====== Records shown

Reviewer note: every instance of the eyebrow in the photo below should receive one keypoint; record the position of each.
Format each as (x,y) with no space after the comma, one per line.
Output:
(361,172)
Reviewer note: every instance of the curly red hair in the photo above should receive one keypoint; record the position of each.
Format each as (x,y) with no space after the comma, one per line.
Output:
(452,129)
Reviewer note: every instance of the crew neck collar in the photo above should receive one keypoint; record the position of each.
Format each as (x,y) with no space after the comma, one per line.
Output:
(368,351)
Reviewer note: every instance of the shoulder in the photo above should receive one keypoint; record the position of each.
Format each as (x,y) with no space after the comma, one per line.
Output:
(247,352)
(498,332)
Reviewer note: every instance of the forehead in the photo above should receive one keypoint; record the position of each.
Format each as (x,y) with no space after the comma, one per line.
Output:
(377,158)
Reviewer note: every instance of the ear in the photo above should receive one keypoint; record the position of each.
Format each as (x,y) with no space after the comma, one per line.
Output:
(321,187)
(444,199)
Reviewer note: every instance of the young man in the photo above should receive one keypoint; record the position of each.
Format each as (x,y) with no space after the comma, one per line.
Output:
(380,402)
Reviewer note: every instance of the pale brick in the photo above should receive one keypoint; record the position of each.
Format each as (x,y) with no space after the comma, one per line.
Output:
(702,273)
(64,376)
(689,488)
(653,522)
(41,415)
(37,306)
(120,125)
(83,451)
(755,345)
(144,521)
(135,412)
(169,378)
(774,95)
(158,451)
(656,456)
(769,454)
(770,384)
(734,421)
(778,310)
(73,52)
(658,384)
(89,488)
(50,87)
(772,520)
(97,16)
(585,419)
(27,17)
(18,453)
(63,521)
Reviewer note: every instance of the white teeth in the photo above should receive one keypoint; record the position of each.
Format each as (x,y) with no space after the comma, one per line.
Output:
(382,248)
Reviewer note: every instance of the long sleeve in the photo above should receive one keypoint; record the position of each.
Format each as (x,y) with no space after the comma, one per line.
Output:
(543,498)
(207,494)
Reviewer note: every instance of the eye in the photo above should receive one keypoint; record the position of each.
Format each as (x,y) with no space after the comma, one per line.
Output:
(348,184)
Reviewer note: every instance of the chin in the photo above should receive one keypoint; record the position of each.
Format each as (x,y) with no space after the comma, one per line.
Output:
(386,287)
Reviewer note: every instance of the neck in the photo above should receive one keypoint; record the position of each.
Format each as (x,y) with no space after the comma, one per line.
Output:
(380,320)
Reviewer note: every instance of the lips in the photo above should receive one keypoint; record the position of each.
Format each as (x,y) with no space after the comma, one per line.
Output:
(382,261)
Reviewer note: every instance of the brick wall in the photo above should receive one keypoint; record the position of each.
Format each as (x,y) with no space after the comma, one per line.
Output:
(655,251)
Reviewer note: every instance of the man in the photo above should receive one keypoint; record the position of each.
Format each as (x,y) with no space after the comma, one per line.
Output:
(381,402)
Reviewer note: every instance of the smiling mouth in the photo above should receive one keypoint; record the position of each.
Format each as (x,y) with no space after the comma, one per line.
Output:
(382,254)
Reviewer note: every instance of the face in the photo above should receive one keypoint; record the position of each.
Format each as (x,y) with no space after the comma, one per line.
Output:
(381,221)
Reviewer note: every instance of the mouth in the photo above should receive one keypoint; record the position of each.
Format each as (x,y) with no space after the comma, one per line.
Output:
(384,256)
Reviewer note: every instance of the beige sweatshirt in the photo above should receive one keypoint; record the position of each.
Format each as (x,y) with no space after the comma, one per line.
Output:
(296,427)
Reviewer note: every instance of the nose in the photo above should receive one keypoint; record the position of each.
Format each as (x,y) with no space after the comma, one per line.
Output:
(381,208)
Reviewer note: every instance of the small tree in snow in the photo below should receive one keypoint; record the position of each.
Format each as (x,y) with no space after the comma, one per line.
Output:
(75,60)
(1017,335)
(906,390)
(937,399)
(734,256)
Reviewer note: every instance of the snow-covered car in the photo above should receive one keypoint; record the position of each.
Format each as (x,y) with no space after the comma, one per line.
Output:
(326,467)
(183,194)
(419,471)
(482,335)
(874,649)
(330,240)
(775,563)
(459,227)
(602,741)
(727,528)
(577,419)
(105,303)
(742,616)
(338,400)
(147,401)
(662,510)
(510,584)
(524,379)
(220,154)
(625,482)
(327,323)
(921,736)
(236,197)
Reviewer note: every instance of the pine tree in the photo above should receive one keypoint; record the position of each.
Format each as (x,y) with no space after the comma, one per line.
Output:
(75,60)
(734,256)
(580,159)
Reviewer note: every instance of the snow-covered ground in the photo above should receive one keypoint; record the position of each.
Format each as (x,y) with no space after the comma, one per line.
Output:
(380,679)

============
====== Records shown

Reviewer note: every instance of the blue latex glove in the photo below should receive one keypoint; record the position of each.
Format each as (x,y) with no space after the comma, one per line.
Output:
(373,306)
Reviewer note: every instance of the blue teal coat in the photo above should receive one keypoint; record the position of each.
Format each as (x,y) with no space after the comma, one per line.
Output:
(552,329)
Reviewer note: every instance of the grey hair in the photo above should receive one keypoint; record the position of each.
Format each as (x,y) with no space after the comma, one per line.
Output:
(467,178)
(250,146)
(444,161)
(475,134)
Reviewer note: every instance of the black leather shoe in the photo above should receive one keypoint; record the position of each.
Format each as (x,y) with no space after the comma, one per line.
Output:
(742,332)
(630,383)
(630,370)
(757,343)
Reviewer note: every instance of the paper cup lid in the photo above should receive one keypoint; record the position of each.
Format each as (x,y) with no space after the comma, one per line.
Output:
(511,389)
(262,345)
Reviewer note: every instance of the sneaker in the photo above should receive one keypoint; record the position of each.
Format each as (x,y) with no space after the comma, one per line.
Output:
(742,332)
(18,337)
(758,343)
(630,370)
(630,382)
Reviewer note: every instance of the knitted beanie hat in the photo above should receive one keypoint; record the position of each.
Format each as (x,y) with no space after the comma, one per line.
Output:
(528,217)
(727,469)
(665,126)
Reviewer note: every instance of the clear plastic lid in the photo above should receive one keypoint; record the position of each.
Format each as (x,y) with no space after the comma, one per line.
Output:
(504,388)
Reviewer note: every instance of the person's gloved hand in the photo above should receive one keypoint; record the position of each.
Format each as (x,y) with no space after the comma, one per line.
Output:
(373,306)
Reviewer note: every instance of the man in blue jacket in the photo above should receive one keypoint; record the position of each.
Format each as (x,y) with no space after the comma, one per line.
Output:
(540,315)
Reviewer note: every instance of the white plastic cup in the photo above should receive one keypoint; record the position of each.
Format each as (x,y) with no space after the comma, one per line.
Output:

============

**What the task asks:** Count the lines in the rows above that contain the word "white". Reply with the number only.

**Result of this exercise:** 2